Rewrite every line of the entries below, starting at the line that contains "door panel shown in this photo." and ending at the last line of the entries, keeping the text lines as they are. Multiply each point coordinate by 1.5, round to whole numbers with halves rounded up, and leave the pictures out.

--- Rows ---

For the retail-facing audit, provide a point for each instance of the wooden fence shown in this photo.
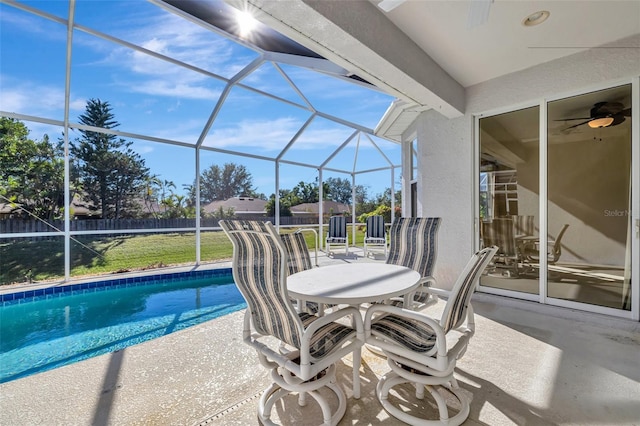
(15, 226)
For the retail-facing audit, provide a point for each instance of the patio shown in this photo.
(527, 364)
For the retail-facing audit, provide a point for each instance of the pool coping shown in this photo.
(38, 291)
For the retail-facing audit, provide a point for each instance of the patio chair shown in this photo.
(298, 260)
(313, 345)
(375, 234)
(337, 234)
(413, 244)
(422, 350)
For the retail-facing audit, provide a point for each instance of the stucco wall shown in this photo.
(446, 149)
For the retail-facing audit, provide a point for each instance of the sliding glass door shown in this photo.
(589, 187)
(560, 213)
(509, 196)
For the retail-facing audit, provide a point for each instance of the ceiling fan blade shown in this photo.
(478, 13)
(617, 119)
(389, 5)
(579, 124)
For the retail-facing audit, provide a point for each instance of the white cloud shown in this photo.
(169, 88)
(273, 135)
(31, 98)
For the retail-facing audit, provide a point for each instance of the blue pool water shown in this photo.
(50, 331)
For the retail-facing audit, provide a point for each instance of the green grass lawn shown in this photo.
(23, 258)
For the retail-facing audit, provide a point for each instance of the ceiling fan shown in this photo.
(603, 114)
(478, 10)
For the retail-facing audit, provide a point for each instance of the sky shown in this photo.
(170, 102)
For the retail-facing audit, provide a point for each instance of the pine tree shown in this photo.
(111, 175)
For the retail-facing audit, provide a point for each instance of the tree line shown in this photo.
(108, 177)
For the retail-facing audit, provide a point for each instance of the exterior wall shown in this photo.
(446, 148)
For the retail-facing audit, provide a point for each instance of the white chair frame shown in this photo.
(292, 368)
(433, 367)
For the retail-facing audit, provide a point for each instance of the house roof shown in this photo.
(327, 208)
(238, 204)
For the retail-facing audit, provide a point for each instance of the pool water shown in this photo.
(40, 335)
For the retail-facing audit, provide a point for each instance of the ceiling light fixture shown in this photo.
(536, 18)
(600, 122)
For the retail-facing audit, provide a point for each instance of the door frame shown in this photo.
(542, 297)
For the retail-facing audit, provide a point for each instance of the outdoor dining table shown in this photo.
(353, 284)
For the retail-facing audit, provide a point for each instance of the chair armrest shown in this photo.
(440, 292)
(406, 313)
(306, 370)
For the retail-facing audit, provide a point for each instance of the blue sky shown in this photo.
(163, 100)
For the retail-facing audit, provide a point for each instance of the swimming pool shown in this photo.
(44, 329)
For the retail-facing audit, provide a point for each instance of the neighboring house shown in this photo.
(241, 206)
(329, 208)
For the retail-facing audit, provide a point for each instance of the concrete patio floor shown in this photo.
(528, 364)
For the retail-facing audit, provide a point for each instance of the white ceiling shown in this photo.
(425, 53)
(502, 45)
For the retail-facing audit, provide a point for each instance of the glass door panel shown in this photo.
(509, 197)
(589, 195)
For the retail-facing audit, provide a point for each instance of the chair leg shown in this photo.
(392, 379)
(283, 386)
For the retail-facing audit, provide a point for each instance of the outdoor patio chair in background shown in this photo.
(422, 350)
(313, 345)
(375, 234)
(337, 234)
(413, 242)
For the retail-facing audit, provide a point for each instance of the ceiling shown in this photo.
(502, 45)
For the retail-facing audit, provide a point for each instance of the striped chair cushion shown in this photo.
(327, 338)
(337, 229)
(463, 289)
(297, 251)
(299, 259)
(413, 244)
(413, 335)
(375, 229)
(256, 264)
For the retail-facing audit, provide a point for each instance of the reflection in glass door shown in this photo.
(509, 197)
(589, 227)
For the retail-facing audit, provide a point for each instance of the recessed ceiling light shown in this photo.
(246, 22)
(535, 18)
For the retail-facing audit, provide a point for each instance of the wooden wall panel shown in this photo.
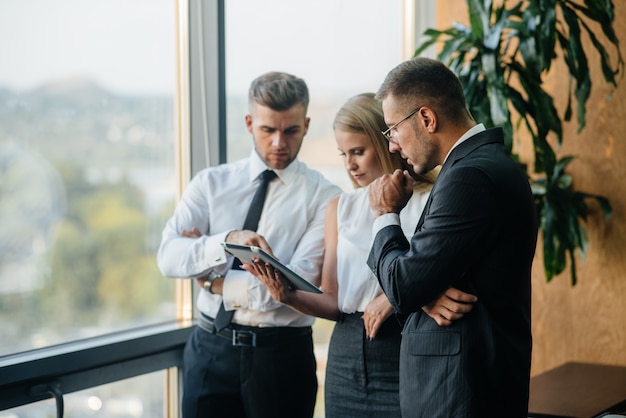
(586, 322)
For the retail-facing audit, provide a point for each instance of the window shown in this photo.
(91, 160)
(86, 154)
(87, 178)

---

◆ Solution for this task ◆
For the retail-facing audit, provide a point for each instance of the glass door panel shown in this photo.
(764, 296)
(884, 293)
For the retail-facing audit, provide a point for each instance of the chair leg shown in this photo.
(588, 569)
(425, 579)
For the retail-facing audit, provide a point for each instance of the outdoor patio chair in background shown in this photo.
(633, 525)
(470, 518)
(563, 351)
(506, 351)
(620, 363)
For the retail-facing audit, provide a point for each instance of the ceiling shown in this photo.
(753, 68)
For the retail-facing audit, provide a point for each instance of the striped chair cushion shown in this photo.
(491, 507)
(506, 344)
(695, 434)
(446, 377)
(449, 389)
(620, 366)
(620, 503)
(563, 344)
(384, 396)
For the retail-facing audit, provide a point for each instance of the reflection in glass door shown in this photo.
(764, 296)
(884, 341)
For the retail-facing audit, provide a point for each instance of the recessed ceiling light shown in this photo.
(369, 33)
(803, 27)
For the retail-facing audit, provide a point for each instance of the wooden wall panel shown in this photo.
(879, 483)
For the retail-facing audit, provide a point for each instance of the window shown in this photo.
(137, 240)
(129, 231)
(131, 267)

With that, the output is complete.